═════ Material provided

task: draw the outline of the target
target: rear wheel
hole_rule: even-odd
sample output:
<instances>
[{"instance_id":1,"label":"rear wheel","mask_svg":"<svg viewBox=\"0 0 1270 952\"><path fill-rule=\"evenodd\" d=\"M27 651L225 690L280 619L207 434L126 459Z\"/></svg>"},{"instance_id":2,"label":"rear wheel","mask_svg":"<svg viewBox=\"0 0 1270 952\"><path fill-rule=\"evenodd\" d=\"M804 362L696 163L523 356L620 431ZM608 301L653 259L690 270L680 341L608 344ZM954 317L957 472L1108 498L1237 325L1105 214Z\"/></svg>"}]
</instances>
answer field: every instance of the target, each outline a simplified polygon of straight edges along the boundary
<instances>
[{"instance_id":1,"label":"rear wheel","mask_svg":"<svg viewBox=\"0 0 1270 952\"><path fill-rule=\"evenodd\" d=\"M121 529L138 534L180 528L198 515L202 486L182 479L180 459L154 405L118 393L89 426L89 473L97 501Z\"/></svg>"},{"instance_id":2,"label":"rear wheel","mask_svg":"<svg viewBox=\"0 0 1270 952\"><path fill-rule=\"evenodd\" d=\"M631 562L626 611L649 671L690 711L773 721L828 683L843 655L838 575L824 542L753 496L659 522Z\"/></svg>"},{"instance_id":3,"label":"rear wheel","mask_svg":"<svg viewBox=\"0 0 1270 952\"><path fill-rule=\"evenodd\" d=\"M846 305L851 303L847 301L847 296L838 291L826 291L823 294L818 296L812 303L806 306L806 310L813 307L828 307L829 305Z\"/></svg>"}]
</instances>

══════════

## Requirement
Arrange every line of the records above as a Markdown table with the columns Row and Line, numbering the rows in order and leaving out any blank lines.

## Answer below
| Row | Line |
|---|---|
| 1 | task: draw the outline of the target |
| 2 | target: rear wheel |
| 3 | hole_rule: even-odd |
| 4 | sample output: |
| 5 | <instances> |
| 6 | [{"instance_id":1,"label":"rear wheel","mask_svg":"<svg viewBox=\"0 0 1270 952\"><path fill-rule=\"evenodd\" d=\"M27 651L225 690L280 619L207 434L126 459Z\"/></svg>"},{"instance_id":2,"label":"rear wheel","mask_svg":"<svg viewBox=\"0 0 1270 952\"><path fill-rule=\"evenodd\" d=\"M804 362L696 163L523 356L620 431ZM608 301L653 259L690 270L680 341L608 344ZM954 317L957 472L1108 498L1237 325L1105 214Z\"/></svg>"}] |
| 7 | </instances> |
| 8 | answer field: every instance of the target, each outline a simplified polygon of straight edges along the boundary |
| 9 | <instances> |
| 10 | [{"instance_id":1,"label":"rear wheel","mask_svg":"<svg viewBox=\"0 0 1270 952\"><path fill-rule=\"evenodd\" d=\"M121 529L138 534L180 528L198 515L202 486L182 479L180 459L154 405L118 393L89 426L89 473L97 501Z\"/></svg>"},{"instance_id":2,"label":"rear wheel","mask_svg":"<svg viewBox=\"0 0 1270 952\"><path fill-rule=\"evenodd\" d=\"M631 562L626 611L649 671L690 711L773 721L828 683L843 655L838 575L824 542L753 496L659 522Z\"/></svg>"},{"instance_id":3,"label":"rear wheel","mask_svg":"<svg viewBox=\"0 0 1270 952\"><path fill-rule=\"evenodd\" d=\"M846 305L851 303L847 301L847 296L838 291L826 291L823 294L818 296L812 303L806 306L806 310L813 307L828 307L829 305Z\"/></svg>"}] |
| 11 | </instances> |